* Problem description: Render every line of the material below as a JSON array of strings, one string per line, omitting blank lines and leaving out the pictures.

— Begin Records for the exercise —

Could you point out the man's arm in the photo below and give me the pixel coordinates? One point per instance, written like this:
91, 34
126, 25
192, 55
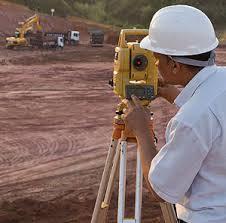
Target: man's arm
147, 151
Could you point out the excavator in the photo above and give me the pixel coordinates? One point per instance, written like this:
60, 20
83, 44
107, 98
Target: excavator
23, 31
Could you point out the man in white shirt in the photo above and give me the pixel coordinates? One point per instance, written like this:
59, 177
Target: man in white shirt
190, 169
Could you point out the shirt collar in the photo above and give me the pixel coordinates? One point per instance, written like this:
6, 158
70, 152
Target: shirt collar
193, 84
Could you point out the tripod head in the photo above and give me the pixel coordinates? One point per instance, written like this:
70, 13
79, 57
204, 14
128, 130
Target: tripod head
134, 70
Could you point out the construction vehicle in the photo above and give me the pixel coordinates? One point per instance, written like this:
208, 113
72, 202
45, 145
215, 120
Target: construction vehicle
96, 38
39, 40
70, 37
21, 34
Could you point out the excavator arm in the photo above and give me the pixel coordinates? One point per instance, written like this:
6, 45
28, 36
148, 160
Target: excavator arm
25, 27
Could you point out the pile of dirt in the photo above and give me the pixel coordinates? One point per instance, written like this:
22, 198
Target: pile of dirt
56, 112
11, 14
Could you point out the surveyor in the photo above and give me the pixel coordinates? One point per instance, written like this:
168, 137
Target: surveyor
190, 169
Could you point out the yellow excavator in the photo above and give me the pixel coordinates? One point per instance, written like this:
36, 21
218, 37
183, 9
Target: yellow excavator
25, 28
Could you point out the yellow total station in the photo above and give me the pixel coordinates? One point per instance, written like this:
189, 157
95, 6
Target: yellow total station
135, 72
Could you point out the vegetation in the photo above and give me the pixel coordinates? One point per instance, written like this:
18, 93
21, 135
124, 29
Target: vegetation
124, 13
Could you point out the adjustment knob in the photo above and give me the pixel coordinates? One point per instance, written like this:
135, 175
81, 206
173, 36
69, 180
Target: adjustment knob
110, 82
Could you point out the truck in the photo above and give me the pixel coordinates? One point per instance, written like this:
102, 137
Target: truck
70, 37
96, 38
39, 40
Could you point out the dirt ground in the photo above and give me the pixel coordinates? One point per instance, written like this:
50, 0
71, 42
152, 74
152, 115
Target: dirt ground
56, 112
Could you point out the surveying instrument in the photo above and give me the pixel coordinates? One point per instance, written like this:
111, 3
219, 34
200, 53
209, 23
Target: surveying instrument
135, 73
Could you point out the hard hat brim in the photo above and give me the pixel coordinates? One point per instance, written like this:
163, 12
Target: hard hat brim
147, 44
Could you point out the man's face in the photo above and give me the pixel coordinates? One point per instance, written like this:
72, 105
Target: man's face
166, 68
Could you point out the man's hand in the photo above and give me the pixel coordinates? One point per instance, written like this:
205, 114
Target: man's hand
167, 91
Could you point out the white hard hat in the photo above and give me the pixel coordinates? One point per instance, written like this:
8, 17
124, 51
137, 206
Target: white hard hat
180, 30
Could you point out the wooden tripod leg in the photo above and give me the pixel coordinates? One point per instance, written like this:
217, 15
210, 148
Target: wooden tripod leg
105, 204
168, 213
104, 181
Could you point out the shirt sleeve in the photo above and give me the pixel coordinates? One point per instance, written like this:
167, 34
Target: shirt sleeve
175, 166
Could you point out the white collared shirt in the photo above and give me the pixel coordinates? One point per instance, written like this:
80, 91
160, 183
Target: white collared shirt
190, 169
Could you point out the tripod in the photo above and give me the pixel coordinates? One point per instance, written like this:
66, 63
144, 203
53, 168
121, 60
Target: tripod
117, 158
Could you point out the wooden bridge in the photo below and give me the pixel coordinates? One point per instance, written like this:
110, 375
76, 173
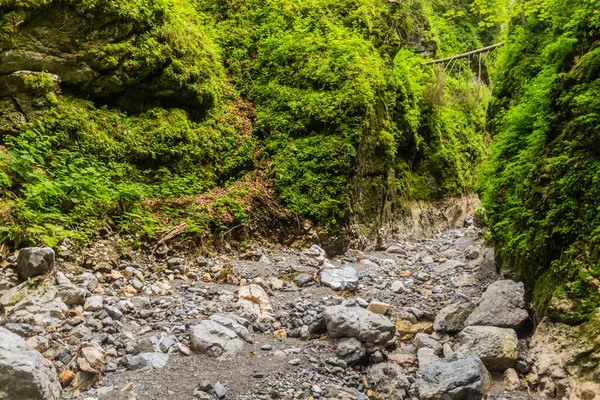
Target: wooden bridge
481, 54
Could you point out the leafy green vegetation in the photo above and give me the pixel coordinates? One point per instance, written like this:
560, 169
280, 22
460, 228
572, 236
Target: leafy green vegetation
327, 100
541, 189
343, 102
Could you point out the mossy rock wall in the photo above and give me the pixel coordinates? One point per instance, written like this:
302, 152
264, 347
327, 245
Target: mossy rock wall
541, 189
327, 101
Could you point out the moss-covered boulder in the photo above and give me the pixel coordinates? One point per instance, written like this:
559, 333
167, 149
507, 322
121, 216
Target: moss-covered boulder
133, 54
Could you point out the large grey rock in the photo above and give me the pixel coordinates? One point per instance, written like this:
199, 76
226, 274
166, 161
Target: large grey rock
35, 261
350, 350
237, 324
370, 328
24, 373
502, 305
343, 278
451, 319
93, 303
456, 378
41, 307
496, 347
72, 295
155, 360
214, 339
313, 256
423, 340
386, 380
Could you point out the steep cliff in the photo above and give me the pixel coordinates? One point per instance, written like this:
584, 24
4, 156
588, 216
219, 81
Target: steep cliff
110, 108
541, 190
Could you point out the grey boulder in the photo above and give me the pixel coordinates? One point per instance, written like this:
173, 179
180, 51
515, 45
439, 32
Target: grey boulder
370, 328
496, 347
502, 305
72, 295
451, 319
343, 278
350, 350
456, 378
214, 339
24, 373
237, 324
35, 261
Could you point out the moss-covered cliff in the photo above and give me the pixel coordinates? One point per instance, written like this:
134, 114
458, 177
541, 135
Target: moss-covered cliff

— End Records for the exercise —

* Task output:
[
  "Could you point out the man's arm in the photo below and give me the pixel coordinates? One point per instance, written like this:",
  "91, 34",
  "126, 25",
  "192, 55",
  "Target: man's arm",
  "147, 151",
  "Could you point out the excavator in the photo above and give me the pixel coordinates? One point per instance, written like this:",
  "60, 20",
  "83, 44",
  "107, 98",
  "Target: excavator",
  "23, 31",
  "Could you point out the man in white shirt in the photo above and give me the pixel coordinates? One point per instance, written like this:",
  "59, 177",
  "Target: man in white shirt",
  "190, 169",
  "Could you point out the shirt collar in the photo above and give me the pixel coordinates? One point per instance, written like this:",
  "6, 158",
  "70, 152",
  "Target: shirt collar",
  "193, 84",
  "Could you point out the tripod head in the photo above and give me the pixel coordinates? One point per instance, written like this:",
  "70, 13",
  "79, 57",
  "204, 14",
  "128, 130",
  "Target: tripod head",
  "134, 70",
  "Could you point out the construction vehicle in the photo above and give me the pixel coordinates? One point per instance, written like this:",
  "208, 113",
  "72, 202",
  "45, 145",
  "215, 120",
  "Target: construction vehicle",
  "96, 38",
  "39, 40",
  "70, 37",
  "21, 34",
  "Could you point out the excavator arm in the photo above and give me the pixel coordinates? One point per instance, written like this:",
  "6, 45",
  "28, 36",
  "148, 160",
  "Target: excavator arm",
  "25, 27",
  "Could you point out the pile of dirt in the photo above and give me the pixel coordinates? One point per instance, written like this:",
  "22, 198",
  "Target: pile of dirt",
  "56, 112",
  "11, 14",
  "Could you point out the surveyor in the photo above and give me the pixel coordinates? One point per instance, written like this:",
  "168, 137",
  "Target: surveyor",
  "190, 169",
  "Could you point out the yellow excavator in the photo above and give me the pixel coordinates? One point per instance, written like this:",
  "36, 21",
  "218, 37",
  "183, 9",
  "Target: yellow excavator",
  "25, 28",
  "Could you point out the yellow total station in the photo above and give me the pixel coordinates? One point per instance, written like this:",
  "189, 157",
  "95, 6",
  "Target: yellow total station",
  "135, 72",
  "Could you point out the vegetation in the photo above and give me the pixel coordinates? One point per instance, written like this:",
  "18, 93",
  "21, 135",
  "124, 29",
  "Target: vegetation",
  "124, 13",
  "Could you point out the adjustment knob in the photo above and give me the pixel coordinates? One point per instance, written like this:",
  "135, 175",
  "81, 206",
  "173, 36",
  "69, 180",
  "Target: adjustment knob",
  "110, 82",
  "Could you point out the truck in the photo above and give me the pixel coordinates? One point per instance, written like this:",
  "102, 137",
  "Target: truck",
  "70, 37",
  "96, 38",
  "39, 40",
  "Could you point out the dirt ground in the photo above and give me the pixel coordinates? One point per instance, written like this:",
  "50, 0",
  "71, 42",
  "152, 74",
  "152, 115",
  "Target: dirt ground",
  "56, 112",
  "Could you point out the surveying instrument in the photo above and give me the pixel coordinates? One point per instance, written like this:",
  "111, 3",
  "219, 34",
  "200, 53",
  "209, 23",
  "Target: surveying instrument",
  "135, 73",
  "Could you point out the hard hat brim in the photo above and give me the pixel coordinates? One point per instance, written like this:",
  "163, 12",
  "Target: hard hat brim",
  "147, 44",
  "Could you point out the man's face in the photo above and give me the pixel coordinates? One point per instance, written like this:",
  "72, 105",
  "Target: man's face",
  "166, 68",
  "Could you point out the man's hand in the photo above and give me the pixel coordinates? One point per instance, written like this:",
  "205, 114",
  "Target: man's hand",
  "167, 91",
  "Could you point out the white hard hat in the photo above and give me the pixel coordinates? One point per instance, written like this:",
  "8, 17",
  "124, 51",
  "137, 206",
  "Target: white hard hat",
  "180, 30",
  "Could you point out the wooden tripod leg in the photo above and give me the pixel coordinates? One point per instance, written like this:",
  "217, 15",
  "210, 148",
  "Target: wooden tripod leg",
  "105, 204",
  "168, 213",
  "104, 181",
  "Could you point out the shirt sleeve in the photo above and give me the pixel coordinates? One point per instance, written like this:",
  "167, 34",
  "Target: shirt sleeve",
  "175, 166",
  "Could you point out the white collared shirt in the photo above and give me the pixel coordinates? One point per instance, written like this:",
  "80, 91",
  "160, 183",
  "Target: white collared shirt",
  "190, 169",
  "Could you point out the tripod in the photo above and give me the pixel coordinates? One point per instance, written like this:",
  "66, 63",
  "144, 203",
  "53, 168",
  "121, 60",
  "Target: tripod",
  "117, 158",
  "Could you point out the wooden bridge in the photo below and give me the pixel coordinates? One point per instance, written like this:",
  "110, 375",
  "76, 173",
  "Target: wooden bridge",
  "481, 54",
  "Could you point out the leafy green vegetation in the photo above and give me the pixel coordinates? One point per instance, written like this:",
  "560, 169",
  "280, 22",
  "460, 228",
  "572, 236",
  "Target: leafy green vegetation",
  "327, 100",
  "541, 189",
  "343, 102",
  "Could you point out the mossy rock wall in the photo above and give me the pixel coordinates? One point per instance, written like this:",
  "302, 152",
  "264, 347",
  "327, 245",
  "Target: mossy rock wall",
  "541, 189",
  "327, 101",
  "Could you point out the moss-covered boulder in the photo above and give me the pixel coordinates? One point per instance, written like this:",
  "559, 333",
  "167, 149",
  "507, 322",
  "121, 216",
  "Target: moss-covered boulder",
  "133, 54",
  "Could you point out the large grey rock in the photo above and give me the pixel coordinates? One point per instance, written like this:",
  "199, 76",
  "226, 274",
  "166, 161",
  "Target: large grey rock",
  "35, 261",
  "350, 350",
  "237, 324",
  "370, 328",
  "24, 373",
  "502, 305",
  "343, 278",
  "451, 319",
  "93, 303",
  "456, 378",
  "41, 307",
  "496, 347",
  "72, 295",
  "155, 360",
  "214, 339",
  "313, 256",
  "423, 340",
  "386, 380",
  "Could you point out the steep cliff in the photo above and give me the pixel coordinates? One point per instance, written like this:",
  "584, 24",
  "4, 156",
  "588, 216",
  "219, 81",
  "Target: steep cliff",
  "110, 108",
  "541, 190",
  "Could you point out the grey boulder in the photo above and give me the pixel coordinates? One point per instance, written like this:",
  "173, 179",
  "180, 51",
  "515, 45",
  "439, 32",
  "Target: grey boulder",
  "370, 328",
  "496, 347",
  "502, 305",
  "72, 295",
  "451, 319",
  "343, 278",
  "350, 350",
  "456, 378",
  "214, 339",
  "24, 373",
  "237, 324",
  "35, 261",
  "Could you point out the moss-covered cliff in the photo above and give me the pixel coordinates? One point per instance, written like this:",
  "134, 114",
  "458, 177",
  "541, 135",
  "Target: moss-covered cliff"
]